▶ **WHAT IS ASKED**:
Revise the records below by replacing every occurrence of "indicate each instance with a point" with "mark each instance with a point", leaving all other text unchanged. Omit the pictures from your answer.

▶ **EXERCISE DATA**:
● ● ●
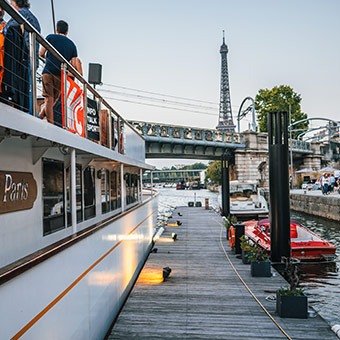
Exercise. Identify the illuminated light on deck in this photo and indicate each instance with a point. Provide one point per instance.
(121, 237)
(102, 278)
(151, 276)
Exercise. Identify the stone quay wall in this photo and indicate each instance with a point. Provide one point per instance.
(322, 206)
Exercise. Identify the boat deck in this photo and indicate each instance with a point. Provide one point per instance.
(203, 298)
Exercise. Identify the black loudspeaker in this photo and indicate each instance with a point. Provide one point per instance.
(95, 74)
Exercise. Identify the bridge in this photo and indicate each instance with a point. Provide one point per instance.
(174, 176)
(247, 151)
(171, 141)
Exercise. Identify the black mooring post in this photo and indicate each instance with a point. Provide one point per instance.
(222, 186)
(225, 186)
(279, 185)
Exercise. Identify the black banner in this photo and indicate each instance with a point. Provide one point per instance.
● ● ●
▶ **WORKED ANSWER**:
Exercise. Identify the illuminated light on deck in this photo and mark each instance with a point. Provide one point per instance.
(121, 237)
(102, 278)
(151, 276)
Exercise. Identify the stone quay wall in this photo and mark each instance with a point. Provide one point per instance.
(322, 206)
Exercise. Identify the boat deck in this photo and mark each instance with a point. Provide one point per instance.
(203, 298)
Exercise. Identify the black loudspeaker in this photo and mark each instance with a point. Provide one point per instance.
(95, 74)
Exercise. Identify the bridge in this photo and mark each instance with a point. Provide one point per instance.
(174, 176)
(247, 151)
(171, 141)
Exercise. Identify the black mooring post in this photo and mark each instance with a point. Provide one point per instance.
(222, 186)
(225, 186)
(279, 185)
Exercise. Identify the black banner in this photo and mark each instance with a point. Provide one point per instance.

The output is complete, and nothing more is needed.